• Problem details: Copy the records from the first line through the line containing "[[60, 123], [56, 130], [44, 245]]", substituting "target point" for every "keypoint" and leaving all else unchanged. Omit the pictures.

_____

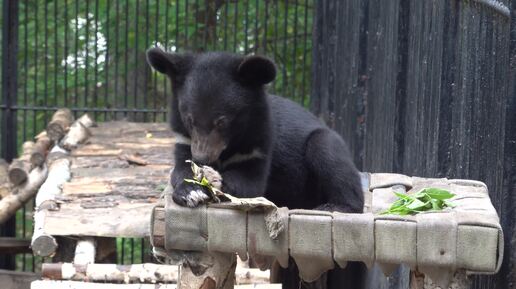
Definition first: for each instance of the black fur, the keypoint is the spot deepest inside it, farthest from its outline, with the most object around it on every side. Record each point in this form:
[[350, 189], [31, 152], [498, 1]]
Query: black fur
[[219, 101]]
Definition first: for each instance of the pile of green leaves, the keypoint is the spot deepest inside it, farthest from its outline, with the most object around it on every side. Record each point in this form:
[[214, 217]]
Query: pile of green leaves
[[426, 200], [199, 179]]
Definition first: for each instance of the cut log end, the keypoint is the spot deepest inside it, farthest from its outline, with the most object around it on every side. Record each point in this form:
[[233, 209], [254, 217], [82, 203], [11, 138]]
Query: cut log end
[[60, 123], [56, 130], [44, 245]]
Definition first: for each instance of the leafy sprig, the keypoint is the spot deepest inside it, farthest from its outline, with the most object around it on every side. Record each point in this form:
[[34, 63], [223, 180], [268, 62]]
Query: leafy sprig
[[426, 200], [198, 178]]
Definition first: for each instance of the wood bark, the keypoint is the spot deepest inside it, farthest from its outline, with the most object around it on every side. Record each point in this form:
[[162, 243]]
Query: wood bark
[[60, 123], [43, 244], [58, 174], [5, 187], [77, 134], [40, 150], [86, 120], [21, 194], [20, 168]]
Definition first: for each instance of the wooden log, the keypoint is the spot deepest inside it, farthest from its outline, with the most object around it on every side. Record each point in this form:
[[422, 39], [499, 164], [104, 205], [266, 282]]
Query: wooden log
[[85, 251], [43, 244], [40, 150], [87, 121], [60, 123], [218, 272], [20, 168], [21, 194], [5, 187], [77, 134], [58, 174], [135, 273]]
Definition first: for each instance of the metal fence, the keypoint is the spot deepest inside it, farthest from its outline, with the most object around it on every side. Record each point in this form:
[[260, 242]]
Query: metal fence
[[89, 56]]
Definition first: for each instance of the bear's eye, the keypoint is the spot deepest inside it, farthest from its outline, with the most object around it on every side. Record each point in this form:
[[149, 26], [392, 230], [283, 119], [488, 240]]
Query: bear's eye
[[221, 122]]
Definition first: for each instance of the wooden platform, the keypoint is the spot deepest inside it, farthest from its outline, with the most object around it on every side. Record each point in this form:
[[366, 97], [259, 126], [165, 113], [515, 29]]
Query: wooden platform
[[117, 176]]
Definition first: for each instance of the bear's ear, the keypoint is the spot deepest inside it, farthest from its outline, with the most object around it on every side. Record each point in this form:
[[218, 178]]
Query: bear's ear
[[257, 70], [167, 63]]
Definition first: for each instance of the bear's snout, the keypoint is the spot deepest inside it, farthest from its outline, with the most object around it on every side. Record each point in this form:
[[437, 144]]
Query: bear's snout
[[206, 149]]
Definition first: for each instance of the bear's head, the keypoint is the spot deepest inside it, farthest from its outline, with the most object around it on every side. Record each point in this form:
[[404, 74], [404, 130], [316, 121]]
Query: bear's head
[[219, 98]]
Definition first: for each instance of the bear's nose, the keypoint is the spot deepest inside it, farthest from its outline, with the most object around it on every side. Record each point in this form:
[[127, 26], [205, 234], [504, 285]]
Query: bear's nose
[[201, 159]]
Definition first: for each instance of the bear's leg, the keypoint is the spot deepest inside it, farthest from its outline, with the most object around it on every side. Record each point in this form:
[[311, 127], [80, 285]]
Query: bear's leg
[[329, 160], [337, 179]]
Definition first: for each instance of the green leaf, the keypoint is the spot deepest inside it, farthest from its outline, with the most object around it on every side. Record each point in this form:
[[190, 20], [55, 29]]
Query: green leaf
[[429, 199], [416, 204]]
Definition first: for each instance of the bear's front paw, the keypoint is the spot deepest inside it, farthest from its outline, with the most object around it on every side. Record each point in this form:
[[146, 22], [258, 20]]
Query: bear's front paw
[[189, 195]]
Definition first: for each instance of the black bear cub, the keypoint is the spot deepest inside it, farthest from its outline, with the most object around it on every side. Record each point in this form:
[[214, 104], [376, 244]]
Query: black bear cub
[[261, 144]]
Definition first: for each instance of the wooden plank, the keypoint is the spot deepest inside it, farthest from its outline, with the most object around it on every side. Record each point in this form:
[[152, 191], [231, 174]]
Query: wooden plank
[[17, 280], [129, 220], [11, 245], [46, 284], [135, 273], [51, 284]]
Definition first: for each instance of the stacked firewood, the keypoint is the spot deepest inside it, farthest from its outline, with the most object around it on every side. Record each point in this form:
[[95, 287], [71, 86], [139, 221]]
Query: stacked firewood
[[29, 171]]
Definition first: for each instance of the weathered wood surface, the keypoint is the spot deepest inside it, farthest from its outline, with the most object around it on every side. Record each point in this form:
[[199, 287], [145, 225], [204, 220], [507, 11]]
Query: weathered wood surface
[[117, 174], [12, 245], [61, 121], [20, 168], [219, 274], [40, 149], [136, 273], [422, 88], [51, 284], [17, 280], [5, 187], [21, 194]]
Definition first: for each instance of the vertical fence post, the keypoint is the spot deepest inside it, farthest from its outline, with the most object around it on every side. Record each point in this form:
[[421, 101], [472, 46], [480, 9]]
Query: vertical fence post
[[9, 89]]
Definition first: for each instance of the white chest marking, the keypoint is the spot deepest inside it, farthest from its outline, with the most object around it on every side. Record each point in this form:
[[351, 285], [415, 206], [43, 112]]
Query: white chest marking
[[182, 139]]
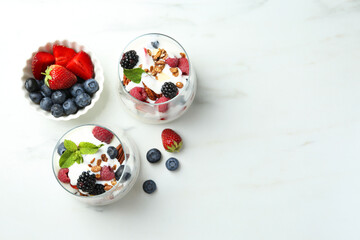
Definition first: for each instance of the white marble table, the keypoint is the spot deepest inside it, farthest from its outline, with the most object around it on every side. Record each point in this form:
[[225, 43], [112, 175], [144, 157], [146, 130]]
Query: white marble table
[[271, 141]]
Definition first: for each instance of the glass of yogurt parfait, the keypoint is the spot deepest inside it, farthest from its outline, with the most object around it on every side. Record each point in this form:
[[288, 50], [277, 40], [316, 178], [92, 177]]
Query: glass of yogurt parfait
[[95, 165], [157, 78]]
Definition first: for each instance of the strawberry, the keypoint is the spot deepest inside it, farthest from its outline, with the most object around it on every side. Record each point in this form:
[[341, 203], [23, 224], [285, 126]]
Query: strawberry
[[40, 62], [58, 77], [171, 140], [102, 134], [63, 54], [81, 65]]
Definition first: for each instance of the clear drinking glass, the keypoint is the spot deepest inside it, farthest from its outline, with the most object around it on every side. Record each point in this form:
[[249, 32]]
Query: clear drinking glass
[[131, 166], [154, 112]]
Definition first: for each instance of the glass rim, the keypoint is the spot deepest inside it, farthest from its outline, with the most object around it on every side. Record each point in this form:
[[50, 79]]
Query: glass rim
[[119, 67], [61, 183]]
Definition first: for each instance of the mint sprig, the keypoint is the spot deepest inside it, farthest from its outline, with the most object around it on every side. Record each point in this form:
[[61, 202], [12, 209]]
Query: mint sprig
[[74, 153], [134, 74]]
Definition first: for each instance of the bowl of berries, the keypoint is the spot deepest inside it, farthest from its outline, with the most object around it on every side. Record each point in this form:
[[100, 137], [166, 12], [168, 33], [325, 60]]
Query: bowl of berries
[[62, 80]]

_____

• Solution for this exercise:
Definition first: for each instance of the black fur, the target point is the spot deepest inside it, farthest from its outline, with the most object around it on every side. Record each point in this form:
[[350, 189], [31, 152], [498, 1]]
Query: black fur
[[219, 101]]
Definition first: for each instance of the pile of green leaves, the target point is the spot deepest inside it, farthest from its outline, with the most object around it on every side. Record each point in this form:
[[214, 217]]
Query: pile of green leaves
[[426, 200], [199, 179]]
Definition first: for each instance of the cut log end, the target point is the spot deepest inside it, farthest from its outline, with the most object around it on every side. Record each point in this form:
[[233, 209], [254, 217], [82, 203], [11, 138]]
Query: cut log end
[[60, 123], [56, 130], [44, 245]]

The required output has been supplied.